Reading passage:
I don’t know anything about this publication but it fits my mood coming into today’s essay.
Read where one woman wrote – “We spent the last 1.5 yrs going thru the foster care process to be told during the home study that we are not eligible since we are still trying to conceive thru IVF. Either way, we still want to foster and adopt and really don’t want to wait much longer. We are 43/44 yrs old and have also been trying IVF for close to 5 yrs. Does anyone know a group that would allow us to foster or adopt while we continue IVF?”
I can honestly relate. I conceived my oldest son at 46 thanks to IVF and another son at 49. I won’t say it was the perfect way to have children but they would not be who they are or exist otherwise. I love them dearly and so, can’t regret the effort behind having them. While I had to give up passing on my own genetics to conceive them (I had actually already been there, done that, with my daughter, so it was perhaps easier for me to accept, than it is for some people), I do believe the route we took was far better than adoption. I’ve had lots of opportunity to observe adoptees (both of my own parents) and birth mothers who gave up babies to adoption (both of my sisters).
The comments coming back to the woman above (the comments by others are not in response to my own situation) were not kind.
One wrote – what it sounds like to me is time is running out for us so we want to collect as many as possible to fill our desires before it’s not possible anymore! Also problematic because I’ve heard many adoptees talk about how they were raised by older parents and the huge generational gap caused even further issues. Older people expect old fashioned things, they don’t fit to be parenting in these times, let alone parenting traumatized children.

What to work on:
**1)** Can you output, unchanged, the part of the essay on IVF and adoption starting with "One wrote –" and going on through "parenting traumatized children."?
**2)** Will you go on with the essay on IVF and adoption from the point where it stops?

Given information:
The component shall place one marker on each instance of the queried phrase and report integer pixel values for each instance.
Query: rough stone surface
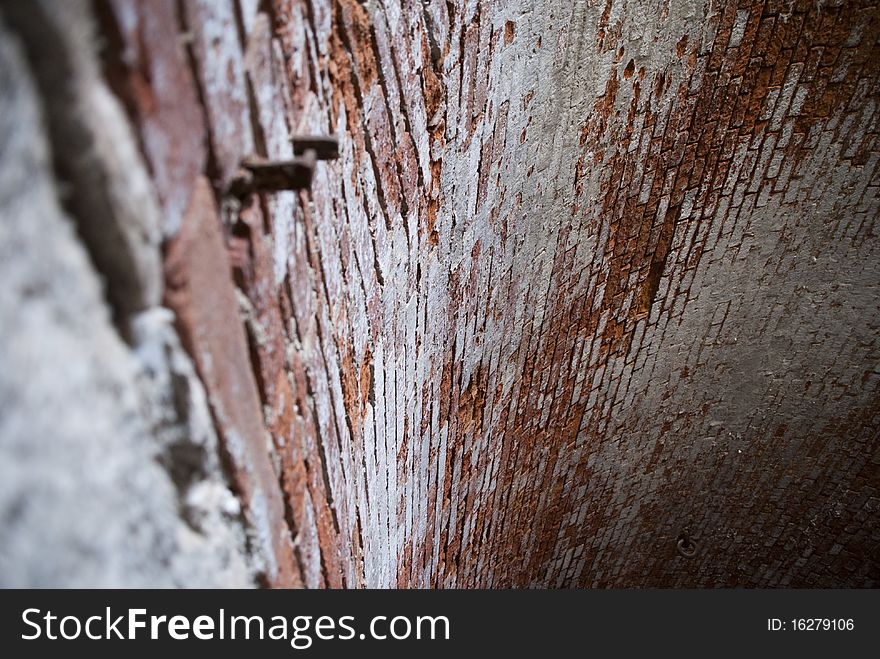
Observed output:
(90, 425)
(586, 276)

Outputs for the tasks:
**1)**
One wrote – what it sounds like to me is time is running out for us so we want to collect as many as possible to fill our desires before it’s not possible anymore! Also problematic because I’ve heard many adoptees talk about how they were raised by older parents and the huge generational gap caused even further issues. Older people expect old fashioned things, they don’t fit to be parenting in these times, let alone parenting traumatized children.

**2)**
Well, we are older parents. However, what I find comparing my two lives (parent at 19 and then in my late 40s) is that we are more willing to give up our own desires to meet our children’s desires where they express themselves. There is a lot of wisdom and sometimes patience and often an intolerance for what doesn’t seem needed but we are there 24/7 for our boys. I would not call my sons traumatized the way adopted children always are. They do know the full truth of their origins.
I do remember my own OMG moment related to age – when I turned 60, my youngest was 10. I thought when I turn 70, he’ll only be 20. That startled me, though at 50 giving birth to him did not. And one other thought about older parents – I know a lot of parents who died when their children were young. These parents were not old. Truth is we are all born to die, we are not guaranteed a particular length of life. Life is what it is and no two lives are the same. Also many of us live distantly from our offspring. I don’t always see my grown daughter or grandchildren even once a year. Money just isn’t there, though the visits when I am lucky enough to have one, are always precious.
One woman assessed the story above this way – #1 they are likely trying to find a child to ease their pain from infertility and replace the child they can’t have, #2 they are likely hopeful adoptive parents and will sabotage reunification from the git go which is part of any foster care effort and #3 they are likely only accepting 0-3 year olds.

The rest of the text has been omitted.